> **Description of the task**
Could you write what comes next in the news report on Guilford County's amended curfew for bars and restaurants, picking up right after its final sentence?

> **Text excerpt**
◇ ◇ ◇ ◇ ◇
Chairman of the Guilford County Board of Commissioners Skip Alston – after consulting with Greensboro Mayor Nancy Vaughan, Guilford County Sheriff Danny Rogers and others – has amended the county’s stay-at-home pandemic order to stop bars and restaurants from using an existing take-out exception that was allowing patrons to stay on the premises after 10 p.m.

Alston said on Wednesday, Jan. 13, that law enforcement officers had run into issues when it came to enforcing the 10 p.m. curfew at bars and restaurants. Some patrons remained inside even after that deadline because they were waiting on to-go orders.

The curfew stems from an executive order from NC Gov. Roy Cooper that was meant to help reduce the spread of COVID-19 in the state.

The new restriction, which was approved by Alston on Wednesday, Jan. 13 prohibits people from being indoors at bars and restaurants after 10 p.m. – even if they’re waiting on to-go orders.

This countywide restriction goes into effect on Friday, Jan. 15 at 5 p.m.

Alston said one of the governor’s Executive Orders issued in December had the unintended consequence of allowing patrons to remain indoors at local restaurants past 10 p.m. in order to place to-go orders. Several times, he said, law enforcement officers trying to enforce the rules had run into what some county officials called a “loophole.”
◇ ◇ ◇ ◇ ◇
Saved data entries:
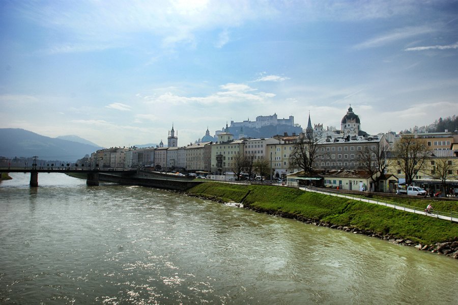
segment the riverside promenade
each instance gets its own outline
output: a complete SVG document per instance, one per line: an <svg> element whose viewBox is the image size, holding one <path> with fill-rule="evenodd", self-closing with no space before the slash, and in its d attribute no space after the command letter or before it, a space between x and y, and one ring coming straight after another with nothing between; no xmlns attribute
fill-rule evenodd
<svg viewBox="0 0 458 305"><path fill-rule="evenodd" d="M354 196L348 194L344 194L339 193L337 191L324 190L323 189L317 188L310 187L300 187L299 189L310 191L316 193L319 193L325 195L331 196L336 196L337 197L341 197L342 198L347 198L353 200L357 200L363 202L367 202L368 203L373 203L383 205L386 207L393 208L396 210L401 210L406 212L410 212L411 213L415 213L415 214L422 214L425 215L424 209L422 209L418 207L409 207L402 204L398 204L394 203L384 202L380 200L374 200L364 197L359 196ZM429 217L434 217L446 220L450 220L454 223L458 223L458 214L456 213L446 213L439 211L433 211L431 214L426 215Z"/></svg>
◇ ◇ ◇ ◇ ◇
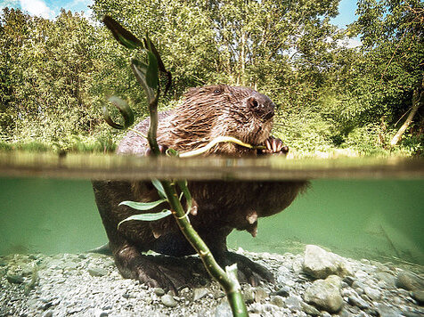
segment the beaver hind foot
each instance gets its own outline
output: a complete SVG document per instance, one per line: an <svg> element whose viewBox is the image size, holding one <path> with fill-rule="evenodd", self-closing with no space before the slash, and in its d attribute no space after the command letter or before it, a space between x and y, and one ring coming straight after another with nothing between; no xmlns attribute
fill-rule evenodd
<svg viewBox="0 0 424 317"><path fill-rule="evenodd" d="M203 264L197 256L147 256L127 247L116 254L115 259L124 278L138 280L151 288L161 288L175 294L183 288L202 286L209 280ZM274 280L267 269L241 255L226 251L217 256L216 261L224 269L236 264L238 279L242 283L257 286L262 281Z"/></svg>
◇ ◇ ◇ ◇ ◇
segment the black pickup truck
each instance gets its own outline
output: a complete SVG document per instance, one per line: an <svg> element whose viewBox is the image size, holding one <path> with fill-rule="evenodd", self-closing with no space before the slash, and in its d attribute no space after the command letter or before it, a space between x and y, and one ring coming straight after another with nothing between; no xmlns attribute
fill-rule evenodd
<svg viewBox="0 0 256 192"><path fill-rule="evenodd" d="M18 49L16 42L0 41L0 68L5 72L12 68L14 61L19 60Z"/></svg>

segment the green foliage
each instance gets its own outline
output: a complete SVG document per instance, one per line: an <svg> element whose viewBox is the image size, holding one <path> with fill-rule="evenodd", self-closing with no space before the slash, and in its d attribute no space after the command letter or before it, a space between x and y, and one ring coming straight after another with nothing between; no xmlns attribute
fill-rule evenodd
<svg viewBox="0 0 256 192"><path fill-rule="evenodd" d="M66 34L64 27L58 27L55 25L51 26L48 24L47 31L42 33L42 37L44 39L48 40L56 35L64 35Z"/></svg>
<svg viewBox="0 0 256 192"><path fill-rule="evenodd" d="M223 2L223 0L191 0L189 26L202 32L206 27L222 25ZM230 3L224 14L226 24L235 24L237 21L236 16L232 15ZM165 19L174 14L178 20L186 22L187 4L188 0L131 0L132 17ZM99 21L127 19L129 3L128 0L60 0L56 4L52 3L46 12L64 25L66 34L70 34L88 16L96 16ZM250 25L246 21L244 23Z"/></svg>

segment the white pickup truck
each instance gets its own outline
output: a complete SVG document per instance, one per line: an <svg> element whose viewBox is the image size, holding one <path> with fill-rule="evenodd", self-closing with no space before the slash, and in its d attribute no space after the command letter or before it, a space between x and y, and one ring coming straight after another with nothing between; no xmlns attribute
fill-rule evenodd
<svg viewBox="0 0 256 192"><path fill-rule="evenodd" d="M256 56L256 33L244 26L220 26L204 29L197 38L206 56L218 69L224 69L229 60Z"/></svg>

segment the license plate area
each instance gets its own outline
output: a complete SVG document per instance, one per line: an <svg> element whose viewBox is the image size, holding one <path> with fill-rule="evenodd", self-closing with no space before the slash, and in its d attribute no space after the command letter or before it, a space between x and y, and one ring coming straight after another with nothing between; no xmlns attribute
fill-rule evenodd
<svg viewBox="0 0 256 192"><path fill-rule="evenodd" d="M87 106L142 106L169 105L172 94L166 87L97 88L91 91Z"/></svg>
◇ ◇ ◇ ◇ ◇
> **Exercise output**
The county’s new rule states that during the “Night Time Public Closure Period,” which runs from 10 p.m. to 5 a.m., non-exempt retail businesses “must be closed so that no Guests are admitted into the premises.”

Some exempt businesses unaffected by the 10 p.m. curfew are those that sell groceries, fuel or medication or other health care supplies.

The new rule doesn’t prohibit curbside pick-up, delivery, or drive-through sales to the extent they are permitted by the governor’s orders. It states, “For these purposes, premises shall not include parking lots, sidewalks, and drive through lanes.”

In a statement that Alston released along with public notice of the new rule, he said a lot of thought went into the move that some people will not like.

“Many critically important factors have been considered as we came to this decision – weighing opportunities for our local businesses to generate needed revenue against doing what is necessary to stem the effects of the rising tide of this pandemic on our communities,” Alston stated. “We certainly considered the available COVID-19 data provided by our Public Health Department, Cone Health, and Wake Forest Baptist Medical in High Point.”

Alston added that, while he wants to encourage the efforts of local businesses to keep up revenues and keep workers employed, he and other local leaders “could not ignore the many phone calls, emails, text messages, and incidents in our community as a result of the oversight.”